### GIVEN RECORDS
(begin)

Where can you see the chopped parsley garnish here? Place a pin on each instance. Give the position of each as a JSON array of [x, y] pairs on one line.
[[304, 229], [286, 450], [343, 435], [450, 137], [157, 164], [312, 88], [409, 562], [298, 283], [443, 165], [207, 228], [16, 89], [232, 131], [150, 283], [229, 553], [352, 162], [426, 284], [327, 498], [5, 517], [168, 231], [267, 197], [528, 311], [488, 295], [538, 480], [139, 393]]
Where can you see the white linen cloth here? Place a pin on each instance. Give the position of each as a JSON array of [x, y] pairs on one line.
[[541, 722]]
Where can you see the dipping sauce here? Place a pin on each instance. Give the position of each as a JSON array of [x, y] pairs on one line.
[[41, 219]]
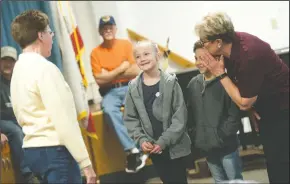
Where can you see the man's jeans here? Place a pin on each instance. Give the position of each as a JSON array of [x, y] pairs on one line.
[[15, 139], [111, 105], [53, 164], [228, 167]]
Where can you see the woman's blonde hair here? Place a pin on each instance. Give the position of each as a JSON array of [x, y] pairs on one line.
[[214, 26], [147, 43]]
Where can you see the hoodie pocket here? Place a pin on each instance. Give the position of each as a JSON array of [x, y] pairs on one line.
[[212, 139]]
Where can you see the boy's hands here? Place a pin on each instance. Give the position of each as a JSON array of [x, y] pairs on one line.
[[147, 146]]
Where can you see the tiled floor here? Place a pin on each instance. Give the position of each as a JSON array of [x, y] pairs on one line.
[[259, 175]]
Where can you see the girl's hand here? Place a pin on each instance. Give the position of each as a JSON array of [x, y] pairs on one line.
[[147, 146]]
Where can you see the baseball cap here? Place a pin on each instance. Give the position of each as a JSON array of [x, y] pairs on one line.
[[108, 19], [8, 51]]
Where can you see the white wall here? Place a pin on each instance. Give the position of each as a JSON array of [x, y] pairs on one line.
[[157, 20]]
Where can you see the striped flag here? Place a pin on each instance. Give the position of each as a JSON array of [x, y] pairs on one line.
[[72, 49]]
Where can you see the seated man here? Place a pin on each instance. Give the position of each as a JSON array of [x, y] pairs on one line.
[[10, 129], [113, 66]]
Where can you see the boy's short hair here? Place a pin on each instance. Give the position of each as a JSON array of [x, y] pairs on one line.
[[25, 27]]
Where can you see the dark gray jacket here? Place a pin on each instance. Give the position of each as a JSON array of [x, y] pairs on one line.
[[169, 107], [213, 117]]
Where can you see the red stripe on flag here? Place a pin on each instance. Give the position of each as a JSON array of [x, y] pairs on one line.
[[79, 41]]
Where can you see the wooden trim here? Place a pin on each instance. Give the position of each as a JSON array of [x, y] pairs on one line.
[[172, 56]]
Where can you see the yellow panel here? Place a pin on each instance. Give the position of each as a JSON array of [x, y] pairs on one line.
[[107, 151], [7, 173]]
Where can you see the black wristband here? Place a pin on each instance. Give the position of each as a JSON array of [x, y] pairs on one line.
[[222, 76]]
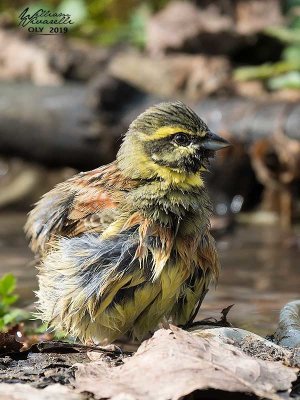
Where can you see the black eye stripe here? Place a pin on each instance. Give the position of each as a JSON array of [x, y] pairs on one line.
[[182, 139]]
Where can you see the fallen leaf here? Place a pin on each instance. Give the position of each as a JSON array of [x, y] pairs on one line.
[[20, 391], [175, 363]]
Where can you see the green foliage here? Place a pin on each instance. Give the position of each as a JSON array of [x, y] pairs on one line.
[[9, 315], [106, 22], [284, 73]]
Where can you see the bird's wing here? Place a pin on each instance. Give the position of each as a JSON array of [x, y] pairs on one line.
[[87, 202]]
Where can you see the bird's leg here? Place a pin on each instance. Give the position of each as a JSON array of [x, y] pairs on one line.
[[195, 312]]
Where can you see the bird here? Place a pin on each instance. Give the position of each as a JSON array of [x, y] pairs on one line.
[[127, 246]]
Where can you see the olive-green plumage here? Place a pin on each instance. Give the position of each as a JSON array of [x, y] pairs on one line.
[[127, 245]]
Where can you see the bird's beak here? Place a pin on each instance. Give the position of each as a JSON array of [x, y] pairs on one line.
[[214, 142]]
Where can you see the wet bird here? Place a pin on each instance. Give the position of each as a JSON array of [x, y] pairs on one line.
[[127, 245]]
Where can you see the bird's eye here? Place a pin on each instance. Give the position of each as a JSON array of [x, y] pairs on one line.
[[182, 139]]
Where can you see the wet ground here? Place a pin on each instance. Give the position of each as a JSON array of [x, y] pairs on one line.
[[260, 272]]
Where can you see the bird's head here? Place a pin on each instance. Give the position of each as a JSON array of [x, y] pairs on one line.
[[168, 141]]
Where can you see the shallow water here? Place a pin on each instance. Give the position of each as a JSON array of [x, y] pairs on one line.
[[260, 272]]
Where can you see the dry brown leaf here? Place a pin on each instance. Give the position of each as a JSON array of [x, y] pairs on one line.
[[175, 363]]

(end)

Output all of the material above as a two-column CSV with the headers text and points. Give each pin-placing line its own row beside the coordinates that follow it, wrap each value in quotes, turn any line breaks into spaces, and leave out the pictures.

### EXERCISE OUTPUT
text,points
"Where can you see the chopped parsley garnish here? Place a pin on each instance. Give the position of each as a JSON array of [x, y] pairs on one line.","[[304, 229], [286, 450], [343, 435], [450, 137], [157, 164], [312, 88], [409, 562], [298, 283], [443, 165], [207, 228], [16, 89], [232, 131], [150, 283], [229, 553], [352, 162], [426, 284], [327, 498], [5, 517], [168, 231], [267, 197], [528, 311], [488, 295], [538, 480], [139, 393]]"
"Where can you see the white linen cloth here? Place a pin on each instance. Give the position of each as a JSON array of [x, y] pairs on one line.","[[541, 722]]"
"Where can you see the dipping sauce here? Place a pin on each instance. Give the position of each as a JSON array of [x, y] pairs on one line.","[[41, 219]]"
"Where can you see the man's jeans here? Place a pin on each instance. Give the position of each as a JSON array of [x, y] pairs on one line.","[[15, 139], [111, 105], [53, 164], [228, 167]]"
"Where can you see the woman's blonde hair here? Place a pin on each instance. Give the position of each as a JSON array of [x, y] pairs on one line.","[[214, 26], [147, 43]]"
"Where can you see the hoodie pocket here? Place a pin on each instance. Give the position of each as a JSON array of [x, y] pairs on one line.","[[212, 139]]"
"Where can you see the boy's hands here? Place a pin on each instance. Give the position of each as a JSON array of [x, y] pairs on one line.","[[147, 146]]"
"Where can you see the tiled floor here? Place a pin on each instance. Give the position of each as a JSON array of [x, y] pairs on one line.","[[259, 175]]"
"Where can you see the girl's hand here? Place a pin on each instance. Give the position of each as a JSON array of [x, y] pairs on one line.","[[147, 146]]"
"Where can you see the baseball cap here? Place a pin on each instance. Give the position of each as a JSON array of [x, y] pairs on one line.","[[108, 19], [8, 51]]"
"Where can you see the white wall here? Place a pin on each instance. Give the position of each as a JSON array of [x, y] pairs on one line.","[[157, 20]]"
"Where can you see the striped flag here? Place a pin on each instance. Give the position of each as a JSON array of [x, y] pairs on one line.","[[72, 49]]"
"Where can you see the seated man here? Place a pin on each instance. Give the position of each as a JSON array of [x, y] pairs on one line.","[[10, 129], [113, 66]]"
"Where can you see the boy's short hair here? Place a pin on each instance. Give the position of each as a JSON array of [x, y] pairs on one line.","[[25, 27]]"
"Where can you see the dark gray jacket here? Place a pin on each instance. Give the position of each as a JSON array of [x, y] pairs on one line.","[[169, 107], [213, 117]]"
"Where can you see the red stripe on flag here? Place a pin on each instance. Give the position of each as a JSON array of [x, y] pairs on one line.","[[79, 41]]"
"Where can you see the wooden trim here? Place a pin on each instance. Give the position of each as a JSON array of [x, y] pairs on one line.","[[172, 56]]"
"Where can you see the yellow panel here? Place a pin on each instance. Give the position of each as a JSON array of [x, y] pairs on one line.","[[107, 151], [7, 173]]"
"Where can you see the black wristband here? Place a pin on each instance. Give the position of each as a JSON array of [x, y] pairs on one line.","[[222, 76]]"
"Where can you see the black eye stripe here? Place a pin on each instance. Give the position of each as a JSON array of [x, y] pairs on one line.","[[182, 139]]"
"Where can you see the fallen leaf here? Place a pin on each instance. Give the position of each as a JSON array of [x, y] pairs on one line.","[[20, 391], [175, 363]]"
"Where can you see the green foliage here? Place a pin on each instance. Give the position of each as a JSON array of [x, y] pairs on one line.","[[9, 315], [106, 22], [284, 73]]"
"Where can you see the bird's wing here? Place a pin on each instance. Give the position of each as a JSON array of [x, y] pairs on one line.","[[87, 202]]"
"Where can you see the bird's leg here? Place a pin on each instance. Give the position of each as a JSON array of [x, y] pairs on one line.","[[195, 312]]"
"Where can you see the bird here? Place a pin on each instance. Give the position of each as a JSON array of [x, y] pairs on one line.","[[127, 246]]"
"Where can you see the olive-green plumage here? Place a pin on each instance. Give the position of each as a JSON array of [x, y] pairs on one line.","[[127, 245]]"
"Where can you see the bird's beak here? Place a pin on each instance. Give the position of each as a JSON array of [x, y] pairs on one line.","[[214, 142]]"
"Where can you see the wet bird here? Place a pin on each instance. Give the position of each as a JSON array of [x, y] pairs on one line.","[[127, 245]]"
"Where can you see the bird's eye here? Place a pin on each instance. Give the position of each as a JSON array of [x, y] pairs on one line.","[[182, 139]]"
"Where can you see the wet ground here? Place a pin on each instance. Give the position of each as a JSON array of [x, y] pairs on one line.","[[260, 272]]"
"Where can you see the bird's head here? Place a pin on each instance. Give the position of each as a JSON array of [x, y] pairs on one line.","[[168, 141]]"
"Where can you see the shallow water here? Place a pin on each instance. Give the position of each as a JSON array of [x, y] pairs on one line.","[[260, 272]]"
"Where can you see the dry brown leaf here? Place a pin on each instance. Give the position of each as a JSON array of [x, y] pairs on one line.","[[175, 363]]"